Box-labeled dataset extracts |
********************
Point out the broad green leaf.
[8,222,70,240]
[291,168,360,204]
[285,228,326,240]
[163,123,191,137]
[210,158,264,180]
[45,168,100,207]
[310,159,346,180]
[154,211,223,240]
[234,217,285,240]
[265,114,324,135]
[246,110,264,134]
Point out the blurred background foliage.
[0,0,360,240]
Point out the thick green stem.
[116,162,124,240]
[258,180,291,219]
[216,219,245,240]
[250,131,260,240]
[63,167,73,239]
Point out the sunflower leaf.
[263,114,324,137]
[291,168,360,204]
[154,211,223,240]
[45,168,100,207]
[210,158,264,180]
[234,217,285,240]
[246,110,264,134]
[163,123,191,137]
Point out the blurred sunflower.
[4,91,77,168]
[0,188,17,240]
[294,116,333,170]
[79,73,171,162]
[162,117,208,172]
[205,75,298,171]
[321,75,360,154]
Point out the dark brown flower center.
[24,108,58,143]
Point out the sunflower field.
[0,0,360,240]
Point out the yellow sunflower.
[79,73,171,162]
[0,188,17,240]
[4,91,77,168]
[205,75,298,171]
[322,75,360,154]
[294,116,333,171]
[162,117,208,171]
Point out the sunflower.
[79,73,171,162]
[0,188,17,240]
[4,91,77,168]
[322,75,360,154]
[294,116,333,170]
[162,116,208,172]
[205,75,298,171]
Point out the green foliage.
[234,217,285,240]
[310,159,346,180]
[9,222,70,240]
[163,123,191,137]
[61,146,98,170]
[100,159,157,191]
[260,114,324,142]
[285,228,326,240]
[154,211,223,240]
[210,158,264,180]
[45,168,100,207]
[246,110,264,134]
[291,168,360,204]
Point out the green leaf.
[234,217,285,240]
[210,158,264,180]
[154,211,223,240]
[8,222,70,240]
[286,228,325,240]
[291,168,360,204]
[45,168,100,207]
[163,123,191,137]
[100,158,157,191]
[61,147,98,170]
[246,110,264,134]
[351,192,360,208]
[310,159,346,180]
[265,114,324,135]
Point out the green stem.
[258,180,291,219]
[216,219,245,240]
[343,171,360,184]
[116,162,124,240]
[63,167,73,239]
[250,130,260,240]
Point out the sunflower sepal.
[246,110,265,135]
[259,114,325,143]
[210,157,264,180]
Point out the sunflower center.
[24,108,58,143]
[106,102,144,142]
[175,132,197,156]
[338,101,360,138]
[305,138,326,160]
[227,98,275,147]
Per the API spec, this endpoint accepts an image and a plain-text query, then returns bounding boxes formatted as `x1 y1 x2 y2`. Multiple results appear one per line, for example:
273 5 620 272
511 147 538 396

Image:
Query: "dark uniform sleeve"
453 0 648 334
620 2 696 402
********************
What you should do | Copy out every row above verbatim, keeping the original wording, numbers, and order.

Task output |
Point out the broad green leaf.
[8,222,70,240]
[291,168,360,204]
[285,228,326,240]
[163,123,191,137]
[210,158,264,180]
[45,168,100,207]
[310,159,346,180]
[154,211,223,240]
[234,217,285,240]
[265,114,324,135]
[246,110,264,134]
Point out the blurred background foliage.
[0,0,360,240]
Point out the thick green stem.
[116,162,124,240]
[258,180,291,219]
[216,219,245,240]
[250,131,260,240]
[63,167,73,239]
Point out the sunflower leaf.
[263,114,324,137]
[291,168,360,204]
[154,211,223,240]
[45,168,100,207]
[210,158,264,180]
[234,217,285,240]
[246,110,264,134]
[163,123,191,137]
Point out the blurred sunflower.
[4,91,77,168]
[0,188,17,240]
[294,116,333,170]
[79,73,171,162]
[162,117,208,172]
[205,75,298,171]
[321,75,360,154]
Point out the dark brown flower center.
[24,108,58,143]
Point out the sunflower field.
[0,0,360,240]
Point out the yellow sunflower.
[79,73,171,162]
[0,188,17,240]
[4,91,77,168]
[205,75,298,171]
[322,75,360,154]
[294,116,333,171]
[162,117,208,171]
Point out the sunflower.
[79,73,171,162]
[0,188,17,240]
[4,91,77,168]
[322,75,360,154]
[294,116,333,170]
[162,116,208,172]
[205,75,298,171]
Point out the green foliage.
[234,217,285,240]
[310,159,346,180]
[9,222,70,240]
[163,123,191,137]
[61,146,98,170]
[100,159,157,191]
[260,114,324,142]
[285,228,326,240]
[154,211,223,240]
[210,158,264,180]
[45,168,100,207]
[246,110,264,134]
[291,168,360,204]
Point out the green leaf.
[234,217,285,240]
[210,158,264,180]
[154,211,223,240]
[8,222,70,240]
[286,228,325,240]
[291,168,360,204]
[45,168,100,207]
[163,123,191,137]
[100,158,157,191]
[61,147,98,170]
[246,110,264,134]
[351,192,360,208]
[310,159,346,180]
[265,114,324,135]
Point out the green stem.
[258,180,291,219]
[216,219,245,240]
[343,171,360,184]
[116,162,124,240]
[63,167,73,239]
[250,130,260,240]
Point out the sunflower sepal.
[246,110,265,135]
[259,114,325,143]
[210,157,264,180]
Point out the sunflower center.
[24,108,58,143]
[106,102,144,142]
[175,132,197,156]
[338,101,360,138]
[305,138,326,160]
[227,98,275,147]
Per the API spec, this endpoint accepts an image and a plain-text query, then returns bounding boxes formatted as `x1 y1 x2 y2`. Multiple results appear one per line, for example:
273 5 620 272
511 147 538 396

Image:
Query: "dark uniform sleeve"
453 0 648 334
620 2 696 402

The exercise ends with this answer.